Collected data entries
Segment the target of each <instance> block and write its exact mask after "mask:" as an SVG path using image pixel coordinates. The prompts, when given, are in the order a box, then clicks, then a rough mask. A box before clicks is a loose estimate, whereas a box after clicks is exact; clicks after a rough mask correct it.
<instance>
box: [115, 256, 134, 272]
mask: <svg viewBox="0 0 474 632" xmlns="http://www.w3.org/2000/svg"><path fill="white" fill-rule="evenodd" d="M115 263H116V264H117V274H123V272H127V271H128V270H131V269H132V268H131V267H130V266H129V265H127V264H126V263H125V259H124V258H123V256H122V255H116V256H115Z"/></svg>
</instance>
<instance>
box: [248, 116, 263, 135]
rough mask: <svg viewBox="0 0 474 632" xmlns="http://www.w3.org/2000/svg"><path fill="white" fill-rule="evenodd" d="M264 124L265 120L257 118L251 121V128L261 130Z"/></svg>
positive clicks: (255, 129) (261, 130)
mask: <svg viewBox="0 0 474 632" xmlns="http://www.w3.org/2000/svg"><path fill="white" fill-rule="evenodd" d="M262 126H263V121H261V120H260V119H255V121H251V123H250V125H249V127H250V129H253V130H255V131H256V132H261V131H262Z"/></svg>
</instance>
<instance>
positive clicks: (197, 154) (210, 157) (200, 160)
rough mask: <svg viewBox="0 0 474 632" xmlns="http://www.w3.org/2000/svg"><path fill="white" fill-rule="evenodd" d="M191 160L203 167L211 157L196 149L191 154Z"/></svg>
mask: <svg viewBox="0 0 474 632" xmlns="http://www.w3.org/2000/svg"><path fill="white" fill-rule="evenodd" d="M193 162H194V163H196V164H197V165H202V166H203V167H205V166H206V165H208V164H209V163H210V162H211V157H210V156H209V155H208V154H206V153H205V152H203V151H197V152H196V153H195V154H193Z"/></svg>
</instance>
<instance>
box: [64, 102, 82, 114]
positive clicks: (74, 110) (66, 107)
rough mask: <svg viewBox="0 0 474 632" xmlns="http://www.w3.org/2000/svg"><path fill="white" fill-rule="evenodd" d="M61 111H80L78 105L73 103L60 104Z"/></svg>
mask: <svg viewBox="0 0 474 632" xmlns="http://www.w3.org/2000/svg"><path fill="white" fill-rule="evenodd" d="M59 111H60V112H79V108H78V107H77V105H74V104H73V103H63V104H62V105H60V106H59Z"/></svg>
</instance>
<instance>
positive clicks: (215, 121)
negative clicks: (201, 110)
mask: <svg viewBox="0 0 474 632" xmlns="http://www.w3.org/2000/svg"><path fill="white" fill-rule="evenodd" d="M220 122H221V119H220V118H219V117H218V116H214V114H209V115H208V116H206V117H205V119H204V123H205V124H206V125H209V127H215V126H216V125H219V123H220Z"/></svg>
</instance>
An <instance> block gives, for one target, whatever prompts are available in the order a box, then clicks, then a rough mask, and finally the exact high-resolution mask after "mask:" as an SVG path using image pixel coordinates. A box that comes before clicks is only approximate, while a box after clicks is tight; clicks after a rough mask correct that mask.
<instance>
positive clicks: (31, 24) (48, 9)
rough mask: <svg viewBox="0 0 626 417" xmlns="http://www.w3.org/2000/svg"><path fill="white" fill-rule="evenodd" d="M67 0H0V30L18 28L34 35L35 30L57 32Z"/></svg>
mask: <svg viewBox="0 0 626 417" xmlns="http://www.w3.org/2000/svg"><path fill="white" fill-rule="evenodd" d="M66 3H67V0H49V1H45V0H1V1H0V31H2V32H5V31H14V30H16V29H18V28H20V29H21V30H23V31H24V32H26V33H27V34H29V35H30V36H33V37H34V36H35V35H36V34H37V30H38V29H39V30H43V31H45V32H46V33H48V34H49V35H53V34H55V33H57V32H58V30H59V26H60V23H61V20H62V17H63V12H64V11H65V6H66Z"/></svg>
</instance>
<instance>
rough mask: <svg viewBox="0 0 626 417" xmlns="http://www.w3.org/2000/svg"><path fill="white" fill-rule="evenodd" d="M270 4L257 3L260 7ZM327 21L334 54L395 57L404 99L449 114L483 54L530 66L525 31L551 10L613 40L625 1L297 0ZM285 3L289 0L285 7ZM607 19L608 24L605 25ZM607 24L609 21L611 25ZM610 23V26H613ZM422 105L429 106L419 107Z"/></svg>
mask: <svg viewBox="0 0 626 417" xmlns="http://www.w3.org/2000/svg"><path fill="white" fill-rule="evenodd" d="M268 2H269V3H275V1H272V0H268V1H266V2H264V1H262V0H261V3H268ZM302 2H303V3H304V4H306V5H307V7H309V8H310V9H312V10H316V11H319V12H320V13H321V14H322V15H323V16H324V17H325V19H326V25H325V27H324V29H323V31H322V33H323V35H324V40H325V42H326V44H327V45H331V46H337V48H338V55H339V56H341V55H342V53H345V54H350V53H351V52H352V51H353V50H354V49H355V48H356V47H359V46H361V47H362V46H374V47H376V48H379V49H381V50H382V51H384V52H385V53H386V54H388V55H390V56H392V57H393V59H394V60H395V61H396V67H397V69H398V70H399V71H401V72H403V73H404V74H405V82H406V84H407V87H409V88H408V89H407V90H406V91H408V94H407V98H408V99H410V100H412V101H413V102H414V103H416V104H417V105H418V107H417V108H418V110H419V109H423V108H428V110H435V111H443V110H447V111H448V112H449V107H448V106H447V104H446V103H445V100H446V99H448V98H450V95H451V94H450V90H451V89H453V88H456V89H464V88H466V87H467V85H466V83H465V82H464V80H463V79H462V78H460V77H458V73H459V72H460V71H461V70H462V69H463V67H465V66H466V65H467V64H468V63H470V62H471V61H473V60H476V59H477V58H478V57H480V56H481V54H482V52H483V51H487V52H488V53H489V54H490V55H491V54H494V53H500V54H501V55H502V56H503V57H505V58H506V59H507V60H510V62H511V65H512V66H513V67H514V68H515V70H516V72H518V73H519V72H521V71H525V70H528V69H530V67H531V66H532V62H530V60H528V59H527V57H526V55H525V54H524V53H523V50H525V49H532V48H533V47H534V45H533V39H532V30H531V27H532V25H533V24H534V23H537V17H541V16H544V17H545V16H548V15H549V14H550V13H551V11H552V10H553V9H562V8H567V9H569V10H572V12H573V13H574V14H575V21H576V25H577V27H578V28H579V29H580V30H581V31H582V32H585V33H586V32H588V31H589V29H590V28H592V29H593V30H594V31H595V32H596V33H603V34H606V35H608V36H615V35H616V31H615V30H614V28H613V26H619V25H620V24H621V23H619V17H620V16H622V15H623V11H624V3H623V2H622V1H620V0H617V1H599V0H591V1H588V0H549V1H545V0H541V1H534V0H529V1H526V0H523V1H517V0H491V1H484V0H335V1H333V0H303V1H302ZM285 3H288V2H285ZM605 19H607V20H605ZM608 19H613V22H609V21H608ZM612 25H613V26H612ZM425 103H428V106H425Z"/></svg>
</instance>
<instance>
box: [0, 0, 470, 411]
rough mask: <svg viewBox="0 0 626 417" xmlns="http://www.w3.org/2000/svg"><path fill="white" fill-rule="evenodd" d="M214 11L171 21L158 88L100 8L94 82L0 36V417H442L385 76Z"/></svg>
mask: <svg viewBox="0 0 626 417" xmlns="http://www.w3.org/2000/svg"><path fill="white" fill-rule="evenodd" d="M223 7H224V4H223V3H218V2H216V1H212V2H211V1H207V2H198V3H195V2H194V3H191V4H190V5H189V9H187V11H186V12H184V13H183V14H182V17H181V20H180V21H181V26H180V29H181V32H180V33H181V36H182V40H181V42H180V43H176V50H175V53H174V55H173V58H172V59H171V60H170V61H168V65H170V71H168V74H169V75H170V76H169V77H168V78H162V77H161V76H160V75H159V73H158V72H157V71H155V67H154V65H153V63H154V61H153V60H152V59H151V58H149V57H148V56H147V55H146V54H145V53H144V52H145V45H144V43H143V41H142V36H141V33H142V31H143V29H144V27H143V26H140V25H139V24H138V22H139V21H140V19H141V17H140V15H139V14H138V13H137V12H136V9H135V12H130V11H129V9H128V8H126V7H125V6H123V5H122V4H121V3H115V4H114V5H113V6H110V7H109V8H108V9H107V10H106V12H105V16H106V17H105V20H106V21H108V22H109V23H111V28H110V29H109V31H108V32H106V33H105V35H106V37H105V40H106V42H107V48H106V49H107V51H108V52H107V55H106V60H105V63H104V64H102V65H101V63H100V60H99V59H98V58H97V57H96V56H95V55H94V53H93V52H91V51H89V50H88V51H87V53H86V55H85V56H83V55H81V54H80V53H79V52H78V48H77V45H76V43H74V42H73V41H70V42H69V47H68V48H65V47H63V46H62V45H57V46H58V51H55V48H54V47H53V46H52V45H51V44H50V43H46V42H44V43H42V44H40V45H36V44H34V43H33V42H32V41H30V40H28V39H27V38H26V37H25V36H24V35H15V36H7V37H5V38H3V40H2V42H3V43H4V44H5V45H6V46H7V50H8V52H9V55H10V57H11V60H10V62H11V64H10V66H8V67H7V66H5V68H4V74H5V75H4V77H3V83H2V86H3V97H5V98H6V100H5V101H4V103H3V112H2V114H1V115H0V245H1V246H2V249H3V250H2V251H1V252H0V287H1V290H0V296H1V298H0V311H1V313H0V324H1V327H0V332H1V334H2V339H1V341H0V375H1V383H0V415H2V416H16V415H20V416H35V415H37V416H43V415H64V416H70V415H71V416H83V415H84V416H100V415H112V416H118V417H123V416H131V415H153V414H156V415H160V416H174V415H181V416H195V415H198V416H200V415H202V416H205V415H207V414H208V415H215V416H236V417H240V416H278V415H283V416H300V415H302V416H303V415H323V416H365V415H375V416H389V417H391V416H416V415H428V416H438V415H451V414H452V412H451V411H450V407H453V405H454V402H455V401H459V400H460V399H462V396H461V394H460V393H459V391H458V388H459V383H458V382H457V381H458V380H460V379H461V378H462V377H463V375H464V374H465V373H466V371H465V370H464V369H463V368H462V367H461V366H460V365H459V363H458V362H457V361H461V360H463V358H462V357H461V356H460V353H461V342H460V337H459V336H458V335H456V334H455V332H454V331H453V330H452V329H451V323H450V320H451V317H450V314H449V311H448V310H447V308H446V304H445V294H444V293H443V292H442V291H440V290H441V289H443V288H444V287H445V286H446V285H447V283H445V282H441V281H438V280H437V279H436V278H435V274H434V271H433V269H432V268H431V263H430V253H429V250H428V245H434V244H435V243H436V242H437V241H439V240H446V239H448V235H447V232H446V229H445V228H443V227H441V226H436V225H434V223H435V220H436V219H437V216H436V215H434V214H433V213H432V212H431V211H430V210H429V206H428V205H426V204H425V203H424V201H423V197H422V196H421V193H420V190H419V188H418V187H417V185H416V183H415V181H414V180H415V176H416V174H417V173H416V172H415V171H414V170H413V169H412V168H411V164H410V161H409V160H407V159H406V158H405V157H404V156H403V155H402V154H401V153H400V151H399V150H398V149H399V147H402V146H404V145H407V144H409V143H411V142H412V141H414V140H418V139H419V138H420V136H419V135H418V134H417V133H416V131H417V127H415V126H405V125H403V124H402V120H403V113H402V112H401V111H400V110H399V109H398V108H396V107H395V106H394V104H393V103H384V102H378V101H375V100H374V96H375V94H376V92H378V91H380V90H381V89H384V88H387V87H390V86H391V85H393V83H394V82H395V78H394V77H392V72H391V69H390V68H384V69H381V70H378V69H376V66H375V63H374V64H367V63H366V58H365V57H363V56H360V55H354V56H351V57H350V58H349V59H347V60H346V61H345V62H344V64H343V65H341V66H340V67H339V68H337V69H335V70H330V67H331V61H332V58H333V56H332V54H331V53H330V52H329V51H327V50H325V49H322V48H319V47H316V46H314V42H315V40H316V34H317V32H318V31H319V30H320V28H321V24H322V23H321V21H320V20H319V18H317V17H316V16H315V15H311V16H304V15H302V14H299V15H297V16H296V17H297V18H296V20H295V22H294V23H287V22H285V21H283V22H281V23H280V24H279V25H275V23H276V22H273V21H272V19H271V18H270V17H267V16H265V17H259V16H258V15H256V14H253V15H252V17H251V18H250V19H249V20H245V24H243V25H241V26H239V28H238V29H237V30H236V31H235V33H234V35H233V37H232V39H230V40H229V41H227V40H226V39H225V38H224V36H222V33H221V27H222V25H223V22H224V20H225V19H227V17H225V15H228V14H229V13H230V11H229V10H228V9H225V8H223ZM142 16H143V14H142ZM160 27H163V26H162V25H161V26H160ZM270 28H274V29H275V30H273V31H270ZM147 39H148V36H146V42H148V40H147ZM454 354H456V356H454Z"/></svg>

Task :: The answer should hold only the lines from the start of the records above through the line containing "124L265 120L257 118L251", each set down exactly.

Result ::
Segment the target of each <instance> block and write its exact mask after "mask:" as an SVG path using image pixel coordinates. The prompts, when given, are in the order a box, then clicks, then a rough mask. A box before clicks is a loose estimate, whereas a box after clicks is exact; clicks after a rough mask correct it.
<instance>
box: [115, 256, 134, 272]
mask: <svg viewBox="0 0 474 632" xmlns="http://www.w3.org/2000/svg"><path fill="white" fill-rule="evenodd" d="M115 263H116V264H117V274H123V272H127V271H128V270H131V269H132V268H131V267H130V266H129V265H127V264H126V263H125V259H124V258H123V256H122V255H116V256H115Z"/></svg>
</instance>
<instance>
box: [248, 116, 263, 135]
rough mask: <svg viewBox="0 0 474 632" xmlns="http://www.w3.org/2000/svg"><path fill="white" fill-rule="evenodd" d="M264 124L265 120L257 118L251 121V128L261 130Z"/></svg>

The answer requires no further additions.